▸ **MATERIAL PROVIDED**
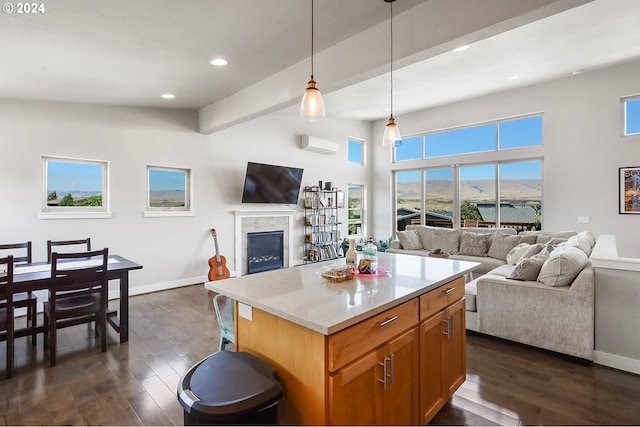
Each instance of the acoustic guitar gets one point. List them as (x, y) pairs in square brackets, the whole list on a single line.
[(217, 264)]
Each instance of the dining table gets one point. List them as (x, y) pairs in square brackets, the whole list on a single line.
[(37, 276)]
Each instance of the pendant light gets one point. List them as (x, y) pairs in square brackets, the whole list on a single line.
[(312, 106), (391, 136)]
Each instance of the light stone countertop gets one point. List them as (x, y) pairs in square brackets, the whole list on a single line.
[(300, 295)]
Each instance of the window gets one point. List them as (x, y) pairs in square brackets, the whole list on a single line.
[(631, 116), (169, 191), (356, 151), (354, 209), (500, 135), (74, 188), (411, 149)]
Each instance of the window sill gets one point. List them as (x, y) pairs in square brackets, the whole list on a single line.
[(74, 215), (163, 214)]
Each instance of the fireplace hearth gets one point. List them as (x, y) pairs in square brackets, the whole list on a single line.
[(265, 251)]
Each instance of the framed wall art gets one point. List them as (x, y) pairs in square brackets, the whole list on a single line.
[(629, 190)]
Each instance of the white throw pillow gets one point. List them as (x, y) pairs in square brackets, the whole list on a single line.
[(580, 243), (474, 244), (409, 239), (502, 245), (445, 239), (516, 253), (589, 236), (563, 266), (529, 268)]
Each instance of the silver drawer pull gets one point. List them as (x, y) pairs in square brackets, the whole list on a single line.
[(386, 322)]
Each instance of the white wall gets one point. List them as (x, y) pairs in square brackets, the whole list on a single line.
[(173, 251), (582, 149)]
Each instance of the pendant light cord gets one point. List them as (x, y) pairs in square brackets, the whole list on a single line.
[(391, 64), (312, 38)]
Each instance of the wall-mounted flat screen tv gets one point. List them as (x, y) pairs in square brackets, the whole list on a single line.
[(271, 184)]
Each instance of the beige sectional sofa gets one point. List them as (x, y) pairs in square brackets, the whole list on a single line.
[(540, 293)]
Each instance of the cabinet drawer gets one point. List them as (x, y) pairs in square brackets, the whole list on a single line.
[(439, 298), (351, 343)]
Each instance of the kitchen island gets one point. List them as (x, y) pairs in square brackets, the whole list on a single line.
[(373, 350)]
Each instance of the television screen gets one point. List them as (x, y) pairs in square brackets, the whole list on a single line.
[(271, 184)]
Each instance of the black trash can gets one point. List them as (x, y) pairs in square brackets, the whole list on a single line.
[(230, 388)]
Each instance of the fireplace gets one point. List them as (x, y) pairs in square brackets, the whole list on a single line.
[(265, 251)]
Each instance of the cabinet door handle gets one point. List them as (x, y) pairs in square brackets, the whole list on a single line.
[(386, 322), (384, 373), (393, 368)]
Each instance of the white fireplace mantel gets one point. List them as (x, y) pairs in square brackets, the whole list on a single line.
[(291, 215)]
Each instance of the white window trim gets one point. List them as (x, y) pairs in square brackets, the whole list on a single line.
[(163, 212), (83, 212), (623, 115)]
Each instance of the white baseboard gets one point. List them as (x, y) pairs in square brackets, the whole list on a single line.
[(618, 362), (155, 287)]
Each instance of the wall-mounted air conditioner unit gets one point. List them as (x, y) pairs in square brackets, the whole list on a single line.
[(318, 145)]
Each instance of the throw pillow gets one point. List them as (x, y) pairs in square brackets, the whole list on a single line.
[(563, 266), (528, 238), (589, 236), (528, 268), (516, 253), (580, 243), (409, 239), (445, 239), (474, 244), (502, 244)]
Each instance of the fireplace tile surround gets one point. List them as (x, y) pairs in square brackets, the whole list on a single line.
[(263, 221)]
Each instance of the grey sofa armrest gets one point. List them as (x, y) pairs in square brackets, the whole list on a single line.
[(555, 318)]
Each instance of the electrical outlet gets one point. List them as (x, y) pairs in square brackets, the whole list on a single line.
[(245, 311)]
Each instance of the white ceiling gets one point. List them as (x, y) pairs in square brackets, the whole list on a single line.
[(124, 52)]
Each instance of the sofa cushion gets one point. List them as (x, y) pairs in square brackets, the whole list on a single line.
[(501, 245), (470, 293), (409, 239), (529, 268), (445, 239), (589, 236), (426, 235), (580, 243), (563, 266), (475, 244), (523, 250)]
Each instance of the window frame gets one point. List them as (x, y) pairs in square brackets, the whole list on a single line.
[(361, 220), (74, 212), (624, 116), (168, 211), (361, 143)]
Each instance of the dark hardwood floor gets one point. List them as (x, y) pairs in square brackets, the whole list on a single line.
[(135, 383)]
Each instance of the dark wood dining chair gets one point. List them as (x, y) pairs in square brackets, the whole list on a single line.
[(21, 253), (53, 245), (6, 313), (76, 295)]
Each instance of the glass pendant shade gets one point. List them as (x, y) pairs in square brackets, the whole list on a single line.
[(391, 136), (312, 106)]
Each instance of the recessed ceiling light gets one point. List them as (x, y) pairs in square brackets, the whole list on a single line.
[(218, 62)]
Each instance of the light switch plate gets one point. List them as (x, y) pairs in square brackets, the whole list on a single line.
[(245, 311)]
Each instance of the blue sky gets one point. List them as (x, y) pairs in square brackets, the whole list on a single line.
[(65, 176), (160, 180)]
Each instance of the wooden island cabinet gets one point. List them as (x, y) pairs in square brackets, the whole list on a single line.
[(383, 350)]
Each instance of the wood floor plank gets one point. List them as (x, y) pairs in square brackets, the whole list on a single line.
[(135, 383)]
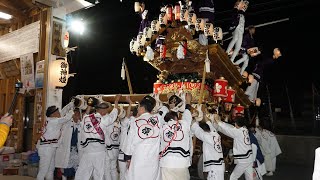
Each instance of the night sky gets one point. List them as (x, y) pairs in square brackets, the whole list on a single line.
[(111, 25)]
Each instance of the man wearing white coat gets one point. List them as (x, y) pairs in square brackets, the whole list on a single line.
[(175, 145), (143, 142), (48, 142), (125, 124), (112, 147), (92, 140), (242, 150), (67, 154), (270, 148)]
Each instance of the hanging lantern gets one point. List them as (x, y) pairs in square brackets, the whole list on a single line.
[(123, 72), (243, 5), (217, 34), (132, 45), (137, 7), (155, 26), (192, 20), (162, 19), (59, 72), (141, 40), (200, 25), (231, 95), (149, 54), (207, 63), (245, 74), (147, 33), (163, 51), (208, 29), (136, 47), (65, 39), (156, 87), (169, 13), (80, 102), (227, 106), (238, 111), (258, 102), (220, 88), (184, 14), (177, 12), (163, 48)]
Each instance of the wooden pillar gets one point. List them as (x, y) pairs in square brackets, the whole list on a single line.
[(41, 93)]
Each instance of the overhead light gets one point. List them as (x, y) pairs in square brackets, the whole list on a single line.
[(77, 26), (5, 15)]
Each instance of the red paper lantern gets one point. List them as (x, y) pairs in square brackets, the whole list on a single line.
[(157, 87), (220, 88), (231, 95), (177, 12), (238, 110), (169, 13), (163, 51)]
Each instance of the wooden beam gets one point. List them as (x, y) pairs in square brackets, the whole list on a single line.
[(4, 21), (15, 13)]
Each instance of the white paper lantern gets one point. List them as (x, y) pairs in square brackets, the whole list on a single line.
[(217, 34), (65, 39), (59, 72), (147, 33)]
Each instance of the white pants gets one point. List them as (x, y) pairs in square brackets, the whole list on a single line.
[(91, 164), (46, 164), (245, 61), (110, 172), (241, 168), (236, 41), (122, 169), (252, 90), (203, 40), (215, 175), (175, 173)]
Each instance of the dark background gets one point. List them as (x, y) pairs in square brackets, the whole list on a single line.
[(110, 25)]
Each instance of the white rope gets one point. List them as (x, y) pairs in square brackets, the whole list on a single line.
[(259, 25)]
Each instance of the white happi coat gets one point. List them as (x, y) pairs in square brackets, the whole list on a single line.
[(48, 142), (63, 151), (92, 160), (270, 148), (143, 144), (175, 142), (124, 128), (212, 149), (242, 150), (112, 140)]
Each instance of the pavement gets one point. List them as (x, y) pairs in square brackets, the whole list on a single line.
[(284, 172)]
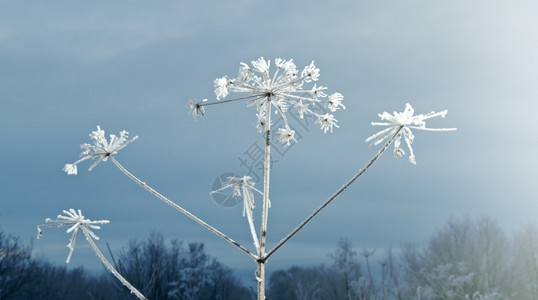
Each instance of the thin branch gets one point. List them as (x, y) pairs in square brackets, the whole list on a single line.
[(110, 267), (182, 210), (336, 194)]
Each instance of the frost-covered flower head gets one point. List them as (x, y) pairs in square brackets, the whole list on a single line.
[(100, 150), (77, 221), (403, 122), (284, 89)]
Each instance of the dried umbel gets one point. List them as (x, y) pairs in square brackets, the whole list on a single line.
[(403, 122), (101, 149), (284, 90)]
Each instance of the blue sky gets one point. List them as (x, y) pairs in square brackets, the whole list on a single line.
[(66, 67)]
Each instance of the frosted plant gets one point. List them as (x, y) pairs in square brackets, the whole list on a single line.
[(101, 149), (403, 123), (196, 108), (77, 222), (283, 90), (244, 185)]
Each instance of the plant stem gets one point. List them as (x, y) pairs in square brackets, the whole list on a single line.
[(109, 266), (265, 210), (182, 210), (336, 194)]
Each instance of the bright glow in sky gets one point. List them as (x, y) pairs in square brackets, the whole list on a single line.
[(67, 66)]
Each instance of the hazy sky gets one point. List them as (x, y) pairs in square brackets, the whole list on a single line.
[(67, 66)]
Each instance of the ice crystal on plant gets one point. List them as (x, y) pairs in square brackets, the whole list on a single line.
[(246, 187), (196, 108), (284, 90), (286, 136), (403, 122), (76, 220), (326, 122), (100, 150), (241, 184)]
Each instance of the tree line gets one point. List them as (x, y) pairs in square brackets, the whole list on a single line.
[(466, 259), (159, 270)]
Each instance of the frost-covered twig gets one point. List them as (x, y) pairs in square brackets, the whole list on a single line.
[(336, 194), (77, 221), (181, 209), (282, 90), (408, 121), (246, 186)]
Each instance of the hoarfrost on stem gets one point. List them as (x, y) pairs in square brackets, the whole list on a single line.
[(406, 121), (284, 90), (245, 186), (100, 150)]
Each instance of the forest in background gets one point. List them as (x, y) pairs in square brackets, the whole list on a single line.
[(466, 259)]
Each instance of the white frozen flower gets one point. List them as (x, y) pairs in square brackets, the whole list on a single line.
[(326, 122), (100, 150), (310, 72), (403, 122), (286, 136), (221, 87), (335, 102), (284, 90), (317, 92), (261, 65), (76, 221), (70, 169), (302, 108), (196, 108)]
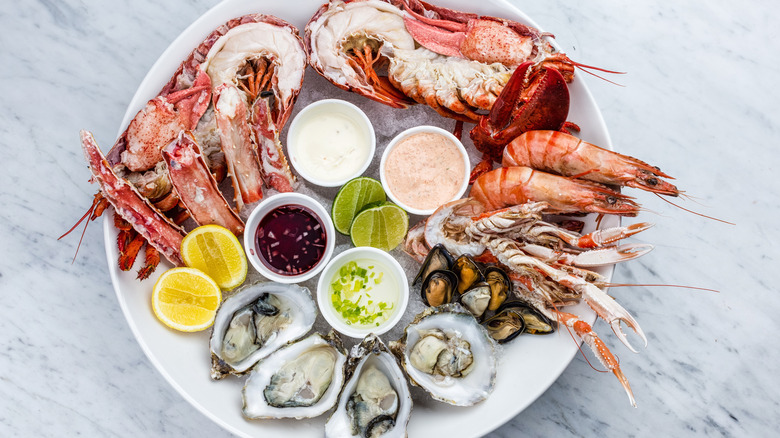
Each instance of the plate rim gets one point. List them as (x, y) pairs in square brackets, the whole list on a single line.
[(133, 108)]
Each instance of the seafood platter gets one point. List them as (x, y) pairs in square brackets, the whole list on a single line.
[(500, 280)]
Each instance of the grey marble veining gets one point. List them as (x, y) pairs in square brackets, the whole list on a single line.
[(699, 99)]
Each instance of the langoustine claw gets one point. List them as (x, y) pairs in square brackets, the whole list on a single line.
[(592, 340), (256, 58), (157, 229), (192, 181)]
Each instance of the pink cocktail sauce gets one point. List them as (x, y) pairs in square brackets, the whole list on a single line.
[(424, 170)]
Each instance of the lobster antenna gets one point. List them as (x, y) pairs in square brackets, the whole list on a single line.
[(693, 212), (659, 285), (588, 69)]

▸ **GIVEN EXERCISE**
Add 95 to every coordinate in the answers and write out again the part of the records that runs from the start through the line containing "[(540, 293)]", both ends included, keeping the requests as they are. Leave the pictures out.

▸ **ANSWER FOR THE TASK**
Each instance of the acoustic guitar gets one point. List them as (x, y) pairs in square brackets, the whole list on a single line.
[(312, 359)]
Each instance of the dining table gets one point. List them as (x, y) pairs in square brackets, the whole list on a single line.
[(132, 371)]
Each instance of the pendant light gets one point. List them as (x, y) pairs in square brackets, the whole list on a single line.
[(407, 201), (486, 231)]
Each instance of the light stone countertop gets one point. List them as (x, y) pairs in square brackets, the whole list on a single line.
[(395, 390)]
Each instance of the window gets one point. List them as (x, y) pairs in square brackets, the whole list on a single line.
[(726, 211), (264, 286), (451, 246), (449, 304), (595, 230), (169, 283), (506, 244)]
Each instance of the window sill gets one point. List them as (x, y) pairs in square brackets, the whole list on a single line.
[(169, 310), (258, 309)]
Each instance of the fireplace hearth gets one point. List them as (x, y) pairs in square brackets, the whole list on a single line.
[(360, 346)]
Each instance of the framed wall art gets one point. List them as (x, y) pairs in square brackets, the whole list on a single line.
[(724, 285)]
Each instance of the white throw pillow gets one point. List them as (x, y) pairs in square brackets, the whole list on a single line.
[(675, 338), (569, 339), (504, 334), (597, 340), (540, 334), (611, 348), (684, 331), (658, 361), (624, 363)]
Each instance of the silver drawer pull gets one point. List them as (x, y) pairs in square brackets, the whole list on a single line.
[(481, 417)]
Each instance of the white wall gets one point. List them as (x, y) pairs in square brackets, the whole list on a single line.
[(268, 346), (677, 244)]
Each instance of the pendant light cord gets one point. List them as (x, y) pairs in square brackets, the whole list on a single line.
[(486, 159), (407, 133)]
Each instance of the wall-mounted flat screen tv gets one point. List them as (x, y) pairs in square brackets, the whole list on a single line.
[(366, 279)]
Each instance of the beige sectional sofa gets one point. List them as (x, y) pairs in square brackets, the whole list on a single line.
[(635, 388)]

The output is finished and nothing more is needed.